Check every line of the entries for "center", and copy the lines that hold it.

━━━━━━

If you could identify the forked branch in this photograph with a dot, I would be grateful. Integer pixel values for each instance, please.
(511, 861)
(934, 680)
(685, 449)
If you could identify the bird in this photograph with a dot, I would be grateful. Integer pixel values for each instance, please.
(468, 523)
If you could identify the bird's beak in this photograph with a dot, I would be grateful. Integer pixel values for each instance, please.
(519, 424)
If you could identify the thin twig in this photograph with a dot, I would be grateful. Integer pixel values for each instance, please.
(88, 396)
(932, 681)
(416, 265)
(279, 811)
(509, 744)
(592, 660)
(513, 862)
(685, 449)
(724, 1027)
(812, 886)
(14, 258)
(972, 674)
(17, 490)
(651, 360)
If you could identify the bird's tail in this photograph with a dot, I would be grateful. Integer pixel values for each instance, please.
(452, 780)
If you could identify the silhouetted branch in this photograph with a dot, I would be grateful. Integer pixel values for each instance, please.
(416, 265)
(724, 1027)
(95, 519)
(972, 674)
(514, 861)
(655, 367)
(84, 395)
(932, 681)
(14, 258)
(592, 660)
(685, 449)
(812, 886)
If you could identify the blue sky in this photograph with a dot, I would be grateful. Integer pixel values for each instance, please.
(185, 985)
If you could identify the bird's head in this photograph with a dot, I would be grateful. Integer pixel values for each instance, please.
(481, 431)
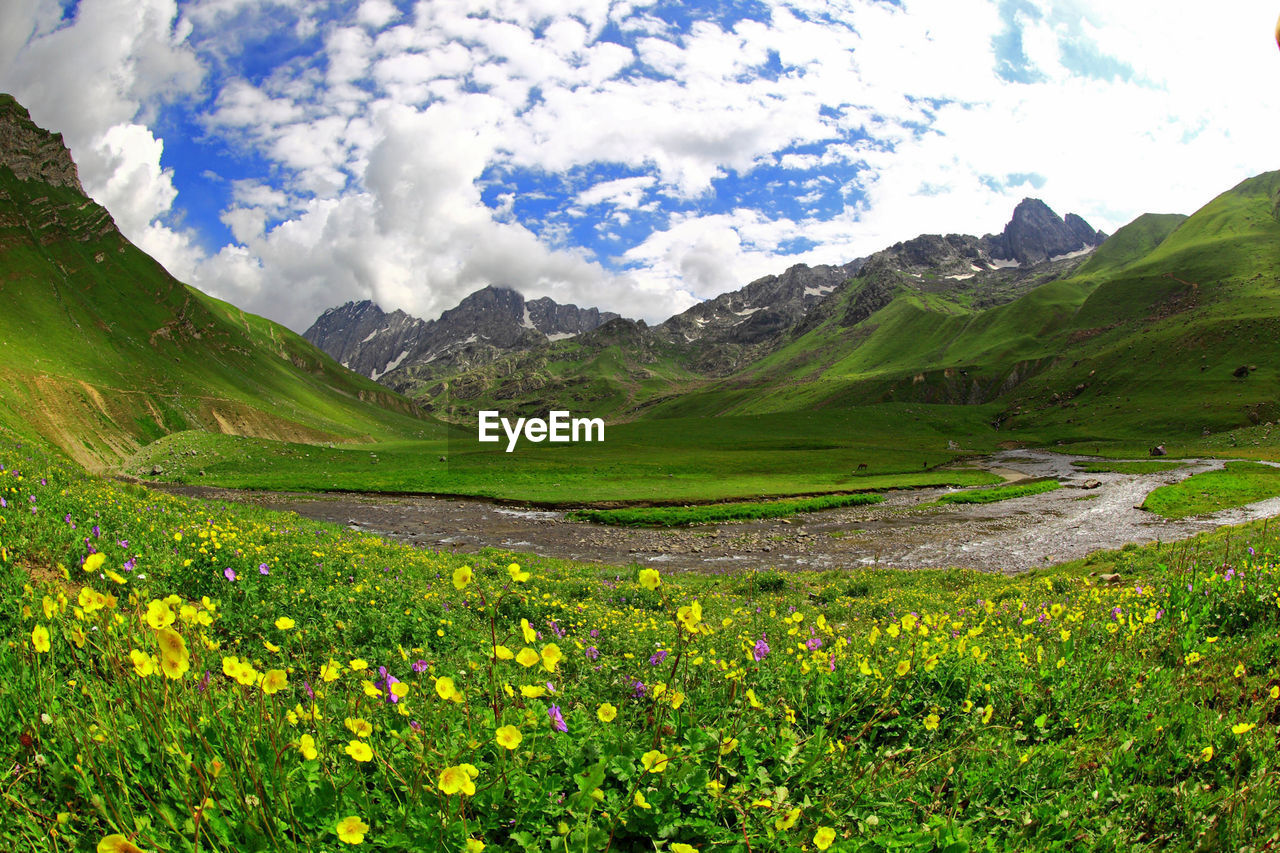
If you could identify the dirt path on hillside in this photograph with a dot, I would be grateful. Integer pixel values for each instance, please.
(1010, 536)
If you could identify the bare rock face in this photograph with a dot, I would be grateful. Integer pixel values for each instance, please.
(485, 325)
(1036, 233)
(31, 151)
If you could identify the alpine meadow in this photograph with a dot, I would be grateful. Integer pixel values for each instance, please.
(545, 427)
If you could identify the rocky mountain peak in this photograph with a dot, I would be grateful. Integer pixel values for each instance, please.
(485, 324)
(1036, 233)
(31, 151)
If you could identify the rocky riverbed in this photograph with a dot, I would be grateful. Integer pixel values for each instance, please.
(1092, 511)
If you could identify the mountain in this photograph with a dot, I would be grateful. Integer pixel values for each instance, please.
(103, 351)
(1166, 327)
(1036, 233)
(484, 325)
(629, 369)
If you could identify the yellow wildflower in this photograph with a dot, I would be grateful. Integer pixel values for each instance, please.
(351, 830)
(654, 761)
(359, 749)
(461, 576)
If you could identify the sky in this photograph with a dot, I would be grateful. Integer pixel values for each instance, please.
(293, 155)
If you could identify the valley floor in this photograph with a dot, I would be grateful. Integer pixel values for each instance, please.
(903, 532)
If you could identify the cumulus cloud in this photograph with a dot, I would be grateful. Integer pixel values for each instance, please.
(94, 78)
(411, 156)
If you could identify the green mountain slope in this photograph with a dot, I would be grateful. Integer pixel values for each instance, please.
(101, 351)
(1147, 337)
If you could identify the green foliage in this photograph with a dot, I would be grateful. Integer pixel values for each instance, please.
(927, 710)
(1235, 484)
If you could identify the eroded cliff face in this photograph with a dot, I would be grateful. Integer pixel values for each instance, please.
(31, 151)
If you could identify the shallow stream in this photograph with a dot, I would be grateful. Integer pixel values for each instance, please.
(1009, 536)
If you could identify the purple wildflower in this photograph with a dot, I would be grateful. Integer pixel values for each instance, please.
(557, 719)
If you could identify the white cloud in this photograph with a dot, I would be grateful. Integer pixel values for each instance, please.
(91, 80)
(374, 153)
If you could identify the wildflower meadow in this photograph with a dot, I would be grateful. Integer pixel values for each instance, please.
(184, 675)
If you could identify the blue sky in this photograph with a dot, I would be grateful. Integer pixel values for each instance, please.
(638, 156)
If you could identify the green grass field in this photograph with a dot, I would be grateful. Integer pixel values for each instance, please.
(1237, 484)
(679, 516)
(671, 460)
(188, 675)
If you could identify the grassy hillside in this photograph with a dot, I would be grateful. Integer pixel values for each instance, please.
(101, 351)
(186, 675)
(658, 461)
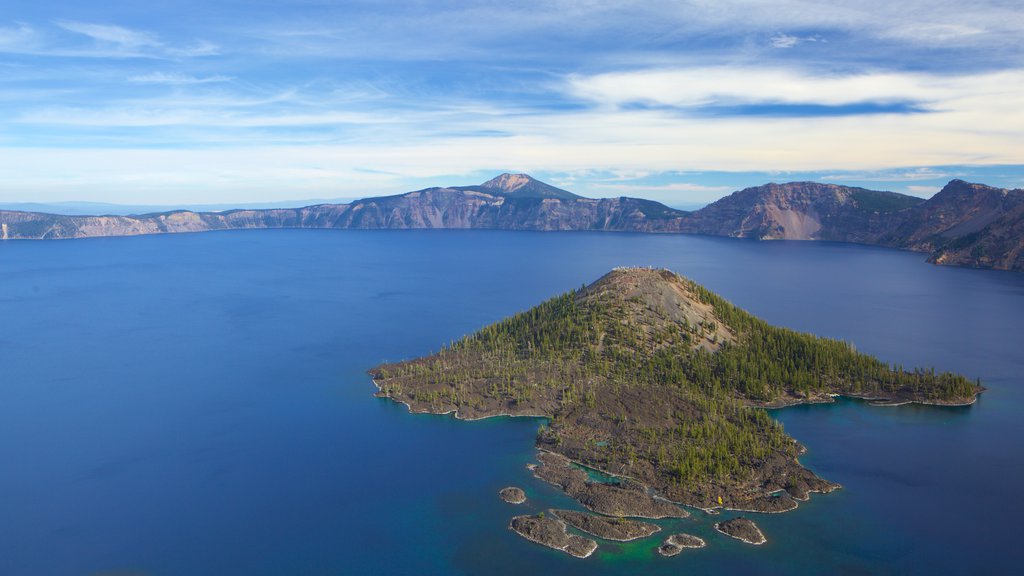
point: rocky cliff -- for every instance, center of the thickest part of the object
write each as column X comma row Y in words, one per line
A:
column 964, row 224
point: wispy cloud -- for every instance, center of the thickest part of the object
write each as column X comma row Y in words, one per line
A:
column 176, row 79
column 119, row 36
column 600, row 93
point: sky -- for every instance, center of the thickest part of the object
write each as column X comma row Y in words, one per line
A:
column 682, row 101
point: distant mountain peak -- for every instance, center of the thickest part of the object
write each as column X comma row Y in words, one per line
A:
column 524, row 186
column 509, row 182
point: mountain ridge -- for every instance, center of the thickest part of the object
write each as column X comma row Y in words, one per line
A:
column 966, row 223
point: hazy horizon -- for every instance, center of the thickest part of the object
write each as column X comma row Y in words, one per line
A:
column 676, row 101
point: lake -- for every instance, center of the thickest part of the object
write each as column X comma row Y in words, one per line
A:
column 199, row 404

━━━━━━

Result of this exercise »
point: rocky cliff -- for every instance, center of the thickest part of the object
point: wispy cloud -- for every instance, center of the thickest part of the object
point: sky -- for every instance, center of the thickest part of the object
point: distant mountain peak -- for every instance, center of the thickest part of the object
point: mountain ridge -- for every instance, center of the thickest part of the object
point: hazy horizon -- for every instance, center of the thickest part of the object
point: lake -- for every instance, center of the thickest part of the object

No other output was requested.